Stored items
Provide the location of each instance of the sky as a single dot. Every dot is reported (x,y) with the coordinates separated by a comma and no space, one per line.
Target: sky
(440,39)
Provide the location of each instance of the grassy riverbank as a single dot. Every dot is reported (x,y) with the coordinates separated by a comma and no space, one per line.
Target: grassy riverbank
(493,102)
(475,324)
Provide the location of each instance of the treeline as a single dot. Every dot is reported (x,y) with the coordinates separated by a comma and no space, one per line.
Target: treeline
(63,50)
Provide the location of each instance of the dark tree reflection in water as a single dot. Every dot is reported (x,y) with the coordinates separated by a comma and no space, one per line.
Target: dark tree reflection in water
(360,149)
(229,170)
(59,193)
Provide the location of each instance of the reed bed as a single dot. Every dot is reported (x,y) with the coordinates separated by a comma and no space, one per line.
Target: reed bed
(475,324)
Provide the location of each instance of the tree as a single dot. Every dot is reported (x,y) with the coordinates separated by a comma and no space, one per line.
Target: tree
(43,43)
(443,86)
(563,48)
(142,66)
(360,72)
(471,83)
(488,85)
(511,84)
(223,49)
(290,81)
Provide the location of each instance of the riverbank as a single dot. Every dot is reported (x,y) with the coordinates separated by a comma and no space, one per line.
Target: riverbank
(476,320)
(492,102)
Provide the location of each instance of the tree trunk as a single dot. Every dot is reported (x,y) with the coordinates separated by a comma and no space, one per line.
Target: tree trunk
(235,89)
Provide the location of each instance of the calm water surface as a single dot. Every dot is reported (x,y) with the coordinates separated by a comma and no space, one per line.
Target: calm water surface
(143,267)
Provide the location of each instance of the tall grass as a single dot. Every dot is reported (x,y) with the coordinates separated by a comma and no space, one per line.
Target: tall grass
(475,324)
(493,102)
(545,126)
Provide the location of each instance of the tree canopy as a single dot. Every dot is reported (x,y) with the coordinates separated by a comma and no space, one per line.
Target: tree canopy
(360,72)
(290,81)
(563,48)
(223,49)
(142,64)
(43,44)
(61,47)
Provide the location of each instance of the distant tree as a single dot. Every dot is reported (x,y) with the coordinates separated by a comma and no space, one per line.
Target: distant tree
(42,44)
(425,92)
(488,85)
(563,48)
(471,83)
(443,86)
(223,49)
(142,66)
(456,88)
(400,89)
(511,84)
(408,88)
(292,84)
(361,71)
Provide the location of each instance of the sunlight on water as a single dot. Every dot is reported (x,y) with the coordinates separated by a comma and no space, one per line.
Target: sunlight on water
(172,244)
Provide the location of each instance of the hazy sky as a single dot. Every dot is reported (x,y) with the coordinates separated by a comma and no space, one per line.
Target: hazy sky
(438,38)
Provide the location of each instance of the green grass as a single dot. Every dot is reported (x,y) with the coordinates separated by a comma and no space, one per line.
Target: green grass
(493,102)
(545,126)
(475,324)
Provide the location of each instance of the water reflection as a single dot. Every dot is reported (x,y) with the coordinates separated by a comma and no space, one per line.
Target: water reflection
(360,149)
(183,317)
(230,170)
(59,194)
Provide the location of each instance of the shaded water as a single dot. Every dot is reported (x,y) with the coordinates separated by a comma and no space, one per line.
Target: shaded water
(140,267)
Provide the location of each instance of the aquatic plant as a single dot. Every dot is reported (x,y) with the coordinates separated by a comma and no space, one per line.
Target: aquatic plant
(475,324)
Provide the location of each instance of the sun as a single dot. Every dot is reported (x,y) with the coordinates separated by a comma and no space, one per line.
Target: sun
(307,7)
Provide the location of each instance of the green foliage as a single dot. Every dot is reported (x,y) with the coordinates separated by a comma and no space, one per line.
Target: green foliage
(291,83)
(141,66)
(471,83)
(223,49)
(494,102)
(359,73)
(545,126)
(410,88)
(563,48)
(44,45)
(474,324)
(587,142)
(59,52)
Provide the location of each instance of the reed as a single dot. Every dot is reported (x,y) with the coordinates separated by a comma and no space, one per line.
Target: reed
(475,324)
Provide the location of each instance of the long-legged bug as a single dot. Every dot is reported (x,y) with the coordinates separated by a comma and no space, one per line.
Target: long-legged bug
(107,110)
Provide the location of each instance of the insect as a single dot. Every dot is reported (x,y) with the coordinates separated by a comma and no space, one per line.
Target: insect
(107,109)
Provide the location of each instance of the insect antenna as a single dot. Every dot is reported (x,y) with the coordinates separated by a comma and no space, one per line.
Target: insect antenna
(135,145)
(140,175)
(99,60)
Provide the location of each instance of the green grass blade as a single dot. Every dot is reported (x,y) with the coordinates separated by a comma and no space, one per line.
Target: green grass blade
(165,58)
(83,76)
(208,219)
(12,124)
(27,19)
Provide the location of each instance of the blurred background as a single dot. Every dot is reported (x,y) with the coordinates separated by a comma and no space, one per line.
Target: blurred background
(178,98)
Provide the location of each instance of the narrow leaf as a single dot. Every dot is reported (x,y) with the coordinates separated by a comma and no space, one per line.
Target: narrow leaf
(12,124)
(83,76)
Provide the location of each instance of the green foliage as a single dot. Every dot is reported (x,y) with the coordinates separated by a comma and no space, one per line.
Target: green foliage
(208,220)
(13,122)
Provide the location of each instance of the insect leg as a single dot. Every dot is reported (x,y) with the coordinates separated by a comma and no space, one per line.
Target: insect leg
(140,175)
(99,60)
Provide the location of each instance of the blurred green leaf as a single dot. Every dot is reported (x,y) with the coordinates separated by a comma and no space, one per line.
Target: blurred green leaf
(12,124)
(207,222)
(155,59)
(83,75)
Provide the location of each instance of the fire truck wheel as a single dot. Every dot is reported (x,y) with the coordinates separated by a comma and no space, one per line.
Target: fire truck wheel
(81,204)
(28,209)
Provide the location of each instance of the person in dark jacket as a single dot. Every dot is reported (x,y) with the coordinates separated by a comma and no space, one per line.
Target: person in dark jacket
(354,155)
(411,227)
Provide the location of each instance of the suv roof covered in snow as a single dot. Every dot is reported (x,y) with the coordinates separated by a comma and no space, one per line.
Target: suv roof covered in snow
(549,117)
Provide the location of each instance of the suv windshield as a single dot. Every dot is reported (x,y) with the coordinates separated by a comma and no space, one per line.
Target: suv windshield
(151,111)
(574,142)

- **Requirements**: Reproduce every record above verbatim, in its original order and with no changes.

- **Answer to the task**:
Provide the location of each instance of the sky as a single dot. Every dot is reported (x,y) with the coordinates separated by a comma and no space, one per line.
Target: sky
(440,39)
Provide the location of each instance of the grassy riverbank as a single dot. Every dot is reported (x,y) with the coordinates separated by a comma and no space, one per line.
Target: grassy riverbank
(493,102)
(475,324)
Provide the location of each instance of the treeline as a single dot. Every dot is reported (x,y) with the coordinates separated by a comma and no space, one per line.
Target: treeline
(63,50)
Provide the location of each instance of the dark tree reflection in water as a single dot. Every dot is reported (x,y) with the coordinates separated by a comma and no space, one per line.
Target: dark tree reflection in water
(360,149)
(229,170)
(59,193)
Provide the location of each instance of the reed bed as a single dot. Every dot is reported (x,y) with the coordinates separated by a comma and no space, one per line.
Target: reed bed
(475,324)
Provide the location of each instance of the tree as a single dot. Every dot is reported (x,y) with the coordinates separated by a comma and no space, one per line.
Target: tree
(43,43)
(443,86)
(563,48)
(142,66)
(360,72)
(471,83)
(488,85)
(511,84)
(223,49)
(290,81)
Provide the location of each instance of the riverbank as a single dot. Every dot is reported (x,y) with the coordinates separated by a comma and no space, one per line.
Target: riverbank
(476,320)
(492,102)
Provide the location of each instance of the tree trunk as a single dot. Every dot is reported (x,y) with the coordinates separated by a comma and no space, one per line.
Target: tree trunk
(235,89)
Provide the location of each instance of the calm water surface as a single dot. Every dot is reported (x,y) with the coordinates separated by a comma and no space, one per line.
Target: calm water surface
(143,267)
Provide the location of each instance of the tall grass as a single dot. Every dot is reported (x,y) with the coordinates separated by a comma and no space, one per line.
Target: tall grass
(475,324)
(493,102)
(545,126)
Provide the location of each instance of the tree canopy as a single dot. Every dot is reported (x,y) with the coordinates separated by a comma and no space, one per line.
Target: tree canopy
(360,72)
(290,81)
(563,48)
(223,49)
(142,64)
(43,44)
(61,47)
Provide the location of each instance of the distant tree as a single dot. Every dot is reported (x,y) with the coordinates separated by a comma and no space, one per line.
Target: distant tree
(42,44)
(425,92)
(488,85)
(563,48)
(471,83)
(443,86)
(223,49)
(142,66)
(456,88)
(400,89)
(511,84)
(408,88)
(292,84)
(361,71)
Provide the location of each instance of the sunlight on water as a single dot. Every dot is reported (x,y) with the coordinates separated by a comma and no space, one per line.
Target: sunlight on water
(172,244)
Provide the location of each instance of the hazy sky as a single dot. Every dot is reported (x,y) with the coordinates separated by a comma and no space, one per line.
Target: hazy sky
(438,38)
Provide the location of each instance of the green grass as a single dot. Every dot is reported (x,y) with the coordinates separated by a comma and no space, one per line.
Target: green grass
(493,102)
(545,126)
(475,324)
Provide the location of each instance of the water reflection as a single dot. Every dot is reported (x,y) with the coordinates separated by a comma and no space, one per line.
Target: water reflection
(360,149)
(183,317)
(230,170)
(59,194)
Provide the location of each instance of the shaded water as a single dot. Every dot is reported (x,y) with the coordinates separated by a comma and no space, one per line.
Target: shaded water
(140,267)
Provide the location of each instance of the aquatic plant as a single dot. Every dot is reported (x,y) with the coordinates separated by a comma and no space, one per line.
Target: aquatic plant
(475,324)
Provide the location of each instance of the sun as a single dot. Every dot is reported (x,y) with the coordinates separated by a comma and no space, one per line.
Target: sun
(307,7)
Provide the location of each instance of the green foliage as a single dot. Every dot is reported (x,y) with the coordinates separated by a comma and no space, one per line.
Target: green foliage
(291,83)
(141,66)
(471,83)
(223,49)
(494,102)
(359,73)
(545,126)
(410,88)
(563,48)
(44,45)
(474,324)
(587,142)
(59,52)
Provide the location of each instance of the reed as a single dot. Every dot is reported (x,y) with the coordinates separated by a comma and no space, one per line.
Target: reed
(475,324)
Provide the location of each instance of the long-legged bug as a single dot. Every dot is reported (x,y) with the coordinates separated by a comma and no space, one per line.
Target: long-legged bug
(107,110)
Provide the location of each instance of the insect as a single dot. Every dot is reported (x,y) with the coordinates separated by a comma and no space, one per line.
Target: insect
(107,109)
Provide the location of each instance of the insect antenna as a single dot. Every dot is reported (x,y) with the coordinates separated by a comma and no space, one per line.
Target: insect antenna
(135,145)
(140,175)
(99,60)
Provide the location of each instance of the green grass blade as a single dot. Every dot is reported (x,y) with the coordinates separated by a comma and no space, one per line.
Target: green grass blade
(165,58)
(83,76)
(208,219)
(12,124)
(27,19)
Provide the location of each instance of the blurred background as a single dot. Every dot is reported (x,y) with the coordinates separated by a comma and no space, one per line.
Target: blurred background
(178,98)
Provide the location of each instance of the narrow leaf as a single dot. Every dot is reported (x,y) with the coordinates separated by a comma and no space, one per line.
Target: narrow leaf
(12,124)
(83,76)
Provide the location of each instance of the green foliage as a single dot. Every dot is reported (x,y) with the coordinates separated by a comma and no space, one per line.
Target: green foliage
(208,220)
(13,122)
Provide the location of each instance of the insect leg as a single dot. Every dot is reported (x,y) with the coordinates separated by a comma and no space, one per line.
Target: insect leg
(140,175)
(99,60)
Provide the location of each instance of the blurred green leaf as a single dot. Every dot is reported (x,y) with the coordinates separated by a comma and no space, one per line.
Target: blurred green leaf
(12,124)
(207,222)
(155,59)
(83,75)
Provide the location of each instance of the fire truck wheel as a single dot. Every dot is reported (x,y) with the coordinates separated by a comma and no space, one per line.
Target: fire truck wheel
(81,204)
(28,209)
Provide the location of each instance of the person in dark jacket as a single dot. Every dot is reported (x,y) with the coordinates separated by a comma and no space, one per line.
Target: person in dark jacket
(354,155)
(411,227)
Provide the location of each instance of the suv roof covered in snow as a single dot. Every dot is reported (x,y) with the coordinates separated by a comma and no space, one per line.
Target: suv roof covered in snow
(549,117)
Provide the location of each instance of the suv windshield as a single dot. Every dot is reported (x,y) with the coordinates separated by a comma and no space, one per line.
Target: suv windshield
(151,111)
(574,142)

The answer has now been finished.